Point-per-instance localization data:
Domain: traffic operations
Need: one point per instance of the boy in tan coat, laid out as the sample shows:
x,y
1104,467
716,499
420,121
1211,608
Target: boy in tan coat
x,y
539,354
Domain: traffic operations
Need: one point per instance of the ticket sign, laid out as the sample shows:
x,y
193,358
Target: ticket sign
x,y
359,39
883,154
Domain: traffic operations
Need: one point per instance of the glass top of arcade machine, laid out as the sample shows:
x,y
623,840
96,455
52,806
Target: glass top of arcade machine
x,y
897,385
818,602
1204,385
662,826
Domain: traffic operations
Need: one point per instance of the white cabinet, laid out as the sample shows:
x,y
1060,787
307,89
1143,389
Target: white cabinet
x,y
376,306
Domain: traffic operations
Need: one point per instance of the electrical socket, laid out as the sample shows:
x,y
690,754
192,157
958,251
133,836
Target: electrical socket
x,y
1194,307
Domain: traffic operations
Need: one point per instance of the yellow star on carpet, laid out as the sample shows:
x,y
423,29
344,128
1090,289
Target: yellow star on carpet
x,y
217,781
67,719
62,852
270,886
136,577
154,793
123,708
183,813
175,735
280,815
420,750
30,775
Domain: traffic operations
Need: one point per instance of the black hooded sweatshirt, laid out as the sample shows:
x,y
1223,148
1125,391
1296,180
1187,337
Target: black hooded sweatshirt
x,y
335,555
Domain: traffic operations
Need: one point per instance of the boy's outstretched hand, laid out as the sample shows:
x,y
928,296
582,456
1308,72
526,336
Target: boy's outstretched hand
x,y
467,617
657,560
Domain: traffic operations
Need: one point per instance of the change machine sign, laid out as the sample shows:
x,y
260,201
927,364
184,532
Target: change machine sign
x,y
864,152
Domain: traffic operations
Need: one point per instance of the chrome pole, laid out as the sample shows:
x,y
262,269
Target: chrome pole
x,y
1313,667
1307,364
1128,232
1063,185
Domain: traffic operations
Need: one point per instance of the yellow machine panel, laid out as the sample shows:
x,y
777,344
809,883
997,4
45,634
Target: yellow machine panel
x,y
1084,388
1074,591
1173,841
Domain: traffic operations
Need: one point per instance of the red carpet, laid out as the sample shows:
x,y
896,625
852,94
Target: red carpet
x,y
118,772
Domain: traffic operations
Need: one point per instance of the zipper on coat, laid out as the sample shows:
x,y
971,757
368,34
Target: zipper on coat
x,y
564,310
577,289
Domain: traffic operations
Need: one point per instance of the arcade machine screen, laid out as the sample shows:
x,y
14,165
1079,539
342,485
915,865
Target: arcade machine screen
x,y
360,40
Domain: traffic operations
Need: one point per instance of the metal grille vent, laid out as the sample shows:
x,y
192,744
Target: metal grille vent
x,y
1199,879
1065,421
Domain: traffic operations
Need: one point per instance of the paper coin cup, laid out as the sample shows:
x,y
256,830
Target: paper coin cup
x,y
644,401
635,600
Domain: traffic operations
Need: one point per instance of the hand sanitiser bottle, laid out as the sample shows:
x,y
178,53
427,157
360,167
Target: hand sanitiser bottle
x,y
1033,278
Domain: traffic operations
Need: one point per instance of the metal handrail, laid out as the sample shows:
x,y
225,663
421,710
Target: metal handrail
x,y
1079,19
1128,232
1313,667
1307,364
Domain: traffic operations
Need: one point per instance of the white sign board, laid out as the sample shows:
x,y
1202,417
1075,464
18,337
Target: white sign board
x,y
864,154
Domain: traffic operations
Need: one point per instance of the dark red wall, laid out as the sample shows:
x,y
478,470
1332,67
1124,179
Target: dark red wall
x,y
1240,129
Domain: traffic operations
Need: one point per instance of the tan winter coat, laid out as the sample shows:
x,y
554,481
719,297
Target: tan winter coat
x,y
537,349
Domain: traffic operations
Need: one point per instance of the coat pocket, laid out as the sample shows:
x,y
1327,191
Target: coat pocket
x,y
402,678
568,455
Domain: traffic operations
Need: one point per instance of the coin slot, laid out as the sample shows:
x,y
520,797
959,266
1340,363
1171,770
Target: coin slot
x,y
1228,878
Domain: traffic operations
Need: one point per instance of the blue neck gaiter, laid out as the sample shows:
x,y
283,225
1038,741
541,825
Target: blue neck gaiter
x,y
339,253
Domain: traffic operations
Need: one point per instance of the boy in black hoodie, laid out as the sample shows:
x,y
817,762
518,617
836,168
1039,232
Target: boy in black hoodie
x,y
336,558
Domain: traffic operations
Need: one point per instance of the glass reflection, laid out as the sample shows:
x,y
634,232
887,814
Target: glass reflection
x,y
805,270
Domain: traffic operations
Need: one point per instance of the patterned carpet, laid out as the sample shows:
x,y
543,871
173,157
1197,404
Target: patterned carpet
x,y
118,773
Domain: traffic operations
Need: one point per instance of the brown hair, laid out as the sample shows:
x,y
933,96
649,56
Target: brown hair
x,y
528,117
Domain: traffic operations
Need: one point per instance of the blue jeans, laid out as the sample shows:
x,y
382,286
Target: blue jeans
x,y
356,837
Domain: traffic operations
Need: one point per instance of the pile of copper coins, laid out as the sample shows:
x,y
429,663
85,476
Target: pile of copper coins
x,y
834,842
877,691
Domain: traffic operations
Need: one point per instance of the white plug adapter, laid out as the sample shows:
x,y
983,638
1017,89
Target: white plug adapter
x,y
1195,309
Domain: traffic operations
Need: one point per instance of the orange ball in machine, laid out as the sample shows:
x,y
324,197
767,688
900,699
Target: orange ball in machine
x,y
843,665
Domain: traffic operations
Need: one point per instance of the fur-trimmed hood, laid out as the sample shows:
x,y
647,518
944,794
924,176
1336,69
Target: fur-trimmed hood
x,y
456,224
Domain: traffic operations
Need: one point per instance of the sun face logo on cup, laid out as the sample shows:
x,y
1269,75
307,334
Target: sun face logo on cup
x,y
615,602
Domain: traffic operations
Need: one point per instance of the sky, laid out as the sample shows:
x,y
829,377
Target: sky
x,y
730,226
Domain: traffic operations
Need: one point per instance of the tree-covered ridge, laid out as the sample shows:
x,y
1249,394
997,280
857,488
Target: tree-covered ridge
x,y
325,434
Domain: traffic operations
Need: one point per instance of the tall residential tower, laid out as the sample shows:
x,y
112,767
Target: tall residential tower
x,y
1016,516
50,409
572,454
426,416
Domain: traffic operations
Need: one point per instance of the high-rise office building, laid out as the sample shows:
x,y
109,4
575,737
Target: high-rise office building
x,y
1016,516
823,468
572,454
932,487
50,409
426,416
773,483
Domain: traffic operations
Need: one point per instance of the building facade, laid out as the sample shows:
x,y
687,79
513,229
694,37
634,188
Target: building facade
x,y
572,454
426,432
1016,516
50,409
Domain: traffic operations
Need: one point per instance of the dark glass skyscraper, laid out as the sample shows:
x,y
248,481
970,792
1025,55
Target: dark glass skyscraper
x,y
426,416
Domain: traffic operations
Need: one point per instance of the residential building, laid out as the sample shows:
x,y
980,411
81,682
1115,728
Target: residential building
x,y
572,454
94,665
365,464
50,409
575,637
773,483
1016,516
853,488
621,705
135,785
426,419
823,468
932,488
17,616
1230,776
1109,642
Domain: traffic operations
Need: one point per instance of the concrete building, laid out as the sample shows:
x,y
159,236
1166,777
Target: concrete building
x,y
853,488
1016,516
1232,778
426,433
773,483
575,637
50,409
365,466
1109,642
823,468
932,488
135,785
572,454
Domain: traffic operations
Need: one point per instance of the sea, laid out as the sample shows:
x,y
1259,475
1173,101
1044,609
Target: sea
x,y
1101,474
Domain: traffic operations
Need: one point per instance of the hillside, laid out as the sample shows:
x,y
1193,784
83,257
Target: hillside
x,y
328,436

Description of the task:
Return all of the entries word for word.

Answer to this problem:
Domain: traffic operations
Need: one point per instance of the boy in tan coat, laid out as the sample shows:
x,y
1104,467
716,499
420,121
1211,608
Target: boy in tan coat
x,y
539,354
Domain: traffic operations
Need: one point per instance of the ticket sign, laid out as the sample shows:
x,y
193,358
Target: ticket sign
x,y
359,39
883,154
Domain: traffic operations
Need: one point per instance of the glass top of arcade machine, laid out as the sample shows:
x,y
623,840
96,455
52,806
Target: glass top of arcade machine
x,y
897,385
818,602
1204,385
662,826
Domain: traffic operations
Need: one point per instance of the white cabinet, laid out as the sample shows:
x,y
1060,787
307,89
1143,389
Target: white cabinet
x,y
376,306
Domain: traffic operations
Need: one point per instance of the electrical socket, laid out as the sample shows:
x,y
690,754
192,157
958,251
133,836
Target: electrical socket
x,y
1194,307
Domain: traffic operations
Need: one point per instance of the yellow star on carpet, laid out as the sample shows:
x,y
423,29
344,128
1090,289
Target: yellow star on carpet
x,y
217,781
67,719
62,852
270,886
136,577
154,793
123,708
183,813
175,735
280,815
420,750
30,775
Domain: traffic operations
Need: one point per instance of the black hooded sweatshirt, laid out as the sample shows:
x,y
1223,148
1125,391
1296,180
1187,337
Target: black hooded sweatshirt
x,y
335,555
Domain: traffic operations
Need: one point per instance of the boy's outstretched hand, laid out as the sample shows:
x,y
928,296
582,456
1308,72
526,336
Target: boy's outstretched hand
x,y
467,617
657,560
Domain: traffic operations
Need: one point per instance of the change machine sign, laid out as the sample shows:
x,y
260,201
927,364
184,532
Target: change machine sign
x,y
864,152
Domain: traffic operations
Need: one point per instance of the chrome pole, laid out as the sample shows:
x,y
262,269
Target: chrome pole
x,y
1313,667
1307,364
1128,232
1063,185
Domain: traffic operations
Need: one point per instance of the yellow machine panel, laid out as the sample shows:
x,y
777,344
809,883
997,4
45,634
Target: yellow machine panel
x,y
1084,388
1074,591
1173,841
Domain: traffic operations
Need: one point per instance of the red carpet, laid out as the sample shows:
x,y
896,625
852,94
Target: red carpet
x,y
118,772
Domain: traffic operations
Need: one point per instance of the zipper on coat, laid out as the sample shows:
x,y
971,757
368,34
Target: zipper on coat
x,y
564,310
577,289
Domain: traffic operations
Need: one point per instance of the arcade machine screen, laid out as the sample shows:
x,y
14,165
1079,539
342,485
915,865
Target: arcade machine screen
x,y
360,40
Domain: traffic operations
Need: one point per instance of the metal grille vent, laid out as the sample shows:
x,y
192,744
Target: metal grille vent
x,y
1199,879
1065,421
Domain: traffic operations
Need: one point per instance of the paper coin cup, laid out as the sample shows:
x,y
256,830
Target: paper coin cup
x,y
644,401
635,600
Domain: traffic operations
Need: one point per instance of the hand sanitiser bottle, laid out as the sample shows:
x,y
178,53
427,157
360,167
Target: hand sanitiser bottle
x,y
1033,278
Domain: traffic operations
Need: one point per instance of the metal handrail, laid out as the sample shows:
x,y
225,663
421,710
Target: metal handrail
x,y
1079,19
1128,232
1313,667
1307,364
Domain: traffic operations
Need: one point per instance of the white sign board, laid out as the sample shows:
x,y
1202,417
1075,464
18,337
Target: white sign board
x,y
864,154
Domain: traffic operations
Need: one point per instance of the dark red wall, laid out as the sample shows:
x,y
478,470
1332,67
1124,179
Target: dark red wall
x,y
1240,129
Domain: traffic operations
Need: one point per instance of the tan winter coat, laid out as the sample shows:
x,y
554,481
719,297
Target: tan winter coat
x,y
537,349
Domain: traffic operations
Need: one point per instance of the coat pocket, laid out as the sample shows:
x,y
1327,191
Target: coat pocket
x,y
402,678
568,455
Domain: traffic operations
Need: one point per instance of the coin slot, laid out as the sample shows:
x,y
520,797
959,266
1340,363
1171,770
Target: coin slot
x,y
1228,878
Domain: traffic operations
Need: one point per instance of the blue neck gaiter, laid out as the sample shows:
x,y
283,225
1038,741
541,825
Target: blue neck gaiter
x,y
339,253
Domain: traffic operations
Need: one point per instance of the boy in black hoodie, laid out as the sample shows:
x,y
817,762
518,617
836,168
1039,232
Target: boy in black hoodie
x,y
336,558
Domain: traffic operations
Need: one point per instance of the glass reflection, laid out as the sample shows:
x,y
634,232
887,814
Target: glass reflection
x,y
805,270
Domain: traffic operations
Need: one point per instance of the patterned carpet, laid out as the sample shows:
x,y
543,871
173,157
1197,404
Target: patterned carpet
x,y
118,773
Domain: traffic operations
Need: one point per instance of the brown hair, laid out as the sample shows:
x,y
933,96
649,56
Target: brown hair
x,y
528,117
Domain: traffic operations
Need: one point per instance of the blue jeans, laid out as the sample shows:
x,y
382,286
Target: blue jeans
x,y
356,837
Domain: traffic operations
Need: one point per instance of the pile of copper coins, laid out as the sample shows:
x,y
429,663
85,476
Target: pile of copper coins
x,y
834,842
877,691
Domain: traffic operations
Need: one point per instance of the white plug adapter, laid out as the sample shows:
x,y
983,638
1017,89
Target: white plug adapter
x,y
1195,309
Domain: traffic operations
Need: one point per instance of the orange ball in machine, laid out as the sample shows:
x,y
324,197
767,688
900,699
Target: orange ball in machine
x,y
843,665
Domain: traffic operations
Need: one point per instance of the fur-trimmed hood, laid out as the sample shows:
x,y
647,518
944,794
924,176
1336,69
Target: fur-trimmed hood
x,y
456,224
Domain: traffic operations
Need: one point per instance of the sun face logo on cup, laid out as the sample shows:
x,y
1269,75
307,334
Target: sun face logo on cup
x,y
615,602
Domain: traffic operations
Need: one point per instance of the sky, laid out as the sample shows:
x,y
829,377
Target: sky
x,y
730,226
Domain: traffic operations
Need: one point per instance of the tree-covered ridge, laid out as the sample shows:
x,y
1249,394
997,280
857,488
Target: tree-covered ridge
x,y
325,434
Domain: traffic operations
Need: one point per instance of the tall residential tower, laid out as the sample shows:
x,y
112,767
Target: tall residential tower
x,y
1016,516
50,409
572,454
426,416
Domain: traffic operations
Need: one point per instance of the high-rise office building, laid out as the sample shows:
x,y
109,4
575,737
Target: high-rise office building
x,y
1016,516
823,468
572,454
932,487
50,409
426,416
773,483
Domain: traffic operations
Need: one point per instance of the building facade, laid out as the sample shows:
x,y
687,79
513,229
694,37
634,188
Target: building facade
x,y
572,454
426,432
1016,516
50,409
Domain: traffic operations
Need: one point per instance of the dark glass skyscraper, laid out as the sample shows:
x,y
248,481
970,792
1025,55
Target: dark glass skyscraper
x,y
426,416
Domain: traffic operations
Need: one point per instance of the residential building, laid out as the sample shows:
x,y
980,411
81,682
1115,728
Target: residential building
x,y
572,454
94,665
365,464
50,409
575,637
773,483
1016,516
853,488
621,705
135,785
426,419
823,468
932,488
17,616
1230,776
1109,642
Domain: traffic operations
Need: one point per instance of the concrete building, laid out as the sample shows:
x,y
159,236
1166,777
Target: concrete building
x,y
853,488
1016,516
1232,778
426,433
773,483
575,637
50,409
365,466
1109,642
823,468
932,488
135,785
572,454
Domain: traffic operations
Need: one point per instance of the sea, laid out as the sample shows:
x,y
1259,475
1173,101
1044,609
Target: sea
x,y
1101,474
Domain: traffic operations
Need: one point per instance of the hillside, laid out as the sample shows:
x,y
1193,784
83,257
Target: hillside
x,y
328,436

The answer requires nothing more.